▶ _Supplied material_
—————
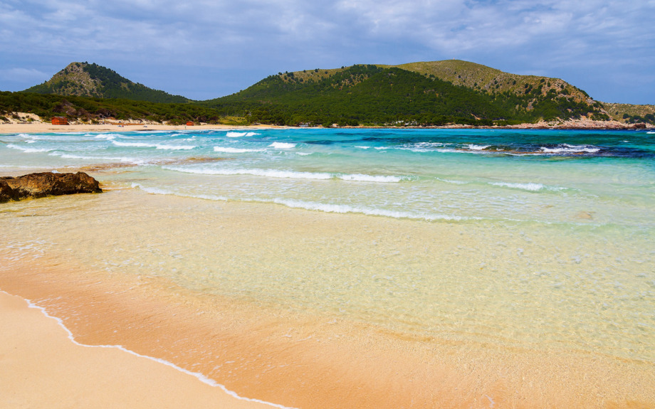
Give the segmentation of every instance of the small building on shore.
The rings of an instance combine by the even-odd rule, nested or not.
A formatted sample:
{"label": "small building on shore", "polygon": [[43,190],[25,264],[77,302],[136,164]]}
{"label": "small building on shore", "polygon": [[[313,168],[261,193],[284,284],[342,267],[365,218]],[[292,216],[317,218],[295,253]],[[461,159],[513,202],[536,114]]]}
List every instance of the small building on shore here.
{"label": "small building on shore", "polygon": [[53,125],[68,125],[68,119],[66,117],[53,117],[51,119]]}

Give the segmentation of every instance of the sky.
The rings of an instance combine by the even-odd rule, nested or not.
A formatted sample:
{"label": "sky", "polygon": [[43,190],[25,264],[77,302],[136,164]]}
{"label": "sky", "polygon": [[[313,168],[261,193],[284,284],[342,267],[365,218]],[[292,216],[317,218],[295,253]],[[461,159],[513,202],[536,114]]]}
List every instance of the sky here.
{"label": "sky", "polygon": [[0,90],[73,61],[194,100],[278,72],[459,59],[655,104],[655,0],[0,0]]}

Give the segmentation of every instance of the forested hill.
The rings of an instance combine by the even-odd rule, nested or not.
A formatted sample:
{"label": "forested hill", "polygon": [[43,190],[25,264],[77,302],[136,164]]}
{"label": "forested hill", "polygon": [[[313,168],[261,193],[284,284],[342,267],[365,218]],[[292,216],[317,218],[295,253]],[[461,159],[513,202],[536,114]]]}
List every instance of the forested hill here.
{"label": "forested hill", "polygon": [[112,70],[88,63],[71,63],[49,80],[23,92],[151,102],[189,102],[184,97],[149,88],[120,76]]}
{"label": "forested hill", "polygon": [[201,104],[240,107],[254,122],[280,124],[491,124],[581,116],[609,119],[599,102],[561,80],[521,80],[518,75],[503,88],[495,86],[498,80],[492,80],[494,86],[468,87],[426,70],[401,67],[367,65],[279,73],[245,90]]}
—————
▶ _Problem statement_
Extract the entries in full, exactly as they are, minus the pictures.

▶ _Task result_
Give the segmentation of every instance of the small building on shore.
The rings of an instance combine by the even-odd rule, nested or not.
A formatted sample:
{"label": "small building on shore", "polygon": [[43,190],[25,264],[77,302],[136,164]]}
{"label": "small building on shore", "polygon": [[[313,168],[261,193],[284,284],[342,267],[365,218]],[[292,216],[317,218],[295,253]],[[461,159],[513,202],[536,114]]]}
List every instance of the small building on shore here.
{"label": "small building on shore", "polygon": [[53,125],[68,125],[68,119],[66,117],[53,117],[51,119]]}

Give the segmentation of every instance of the sky.
The rings of an instance combine by the even-odd rule, nested or not.
A formatted sample:
{"label": "sky", "polygon": [[43,190],[25,264],[77,302],[136,164]]}
{"label": "sky", "polygon": [[[313,168],[261,193],[284,284],[342,267],[365,218]],[[292,216],[317,218],[295,253]],[[461,159],[513,202],[536,114]]]}
List every instance of the sky here.
{"label": "sky", "polygon": [[0,90],[73,61],[194,100],[278,72],[459,59],[655,104],[655,0],[0,0]]}

Give the segmentation of every instance of the forested hill.
The rings of an instance combine by the even-odd rule, nested or not.
A formatted sample:
{"label": "forested hill", "polygon": [[43,190],[25,264],[77,302],[136,164]]}
{"label": "forested hill", "polygon": [[[313,168],[261,193],[284,284],[342,267],[365,218]],[[292,216],[317,218],[295,253]],[[461,159],[513,202],[536,114]]]}
List every instance of the forested hill here.
{"label": "forested hill", "polygon": [[112,70],[88,63],[71,63],[49,80],[23,92],[151,102],[189,102],[184,97],[149,88],[120,76]]}
{"label": "forested hill", "polygon": [[201,104],[240,107],[254,122],[280,124],[491,124],[581,116],[609,119],[599,102],[561,80],[521,80],[518,75],[503,88],[495,86],[498,80],[492,80],[494,86],[468,87],[426,70],[401,67],[367,65],[279,73],[245,90]]}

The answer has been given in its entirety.